• [PASSAGE]
::::::

1/89 SysTech Course.

1/90 SysTech Course.

9 Sqn Vung Tau, 1969.

35 Sqn, Townsville, 1982.

41 Elec Fitters Course, 1967.

Depot Doggies.

East Sale's U2.

Fred Heuke - Vung Tau.

Info on 9 Radmech/Tech.

NBN in the sky (37 Sqn).

The Winjeel.




Chris Freeman AM


I was on number 9 Radmech/tech in1967. I worked on Tacan and ATC and a few other things at Laverton and Amberley. I was commissioned in supply branch but left in 1972. I lost all my service records/photos in the 1974 Brisbane flood.


I wondered if anyone would have anything from my course?



If you can help, let us know and we’ll pass on the info to Chris. - tb




Neil Sievwright


We heard from David Porte, he said, "Hello, this is a long shot but in one of the photos on this website, you feature a group of young cadets from 1985. In that photo is a young man by the name of Neil Sievwright. I went to school with Neil at Banksia Rd Public school in Greenacre NSW and we were good friends. I moved away as a kid and never saw him again and often wondered what happened to him.. is there any chance you have the ability to reach out to him on my behalf. Thank you."

::::::

• [AIM] List every squadron that the page mentions by number.

• [DATA]
::::::

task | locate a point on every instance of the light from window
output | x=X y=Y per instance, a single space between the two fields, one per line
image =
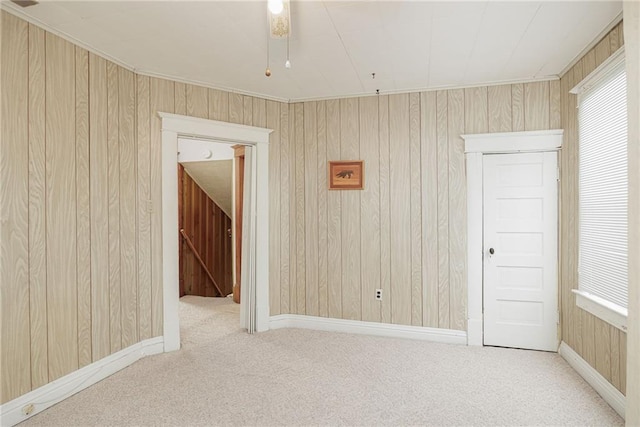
x=603 y=186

::::::

• [REPLY TO THE TASK] 9 Sqn, 35 Sqn, 37 Sqn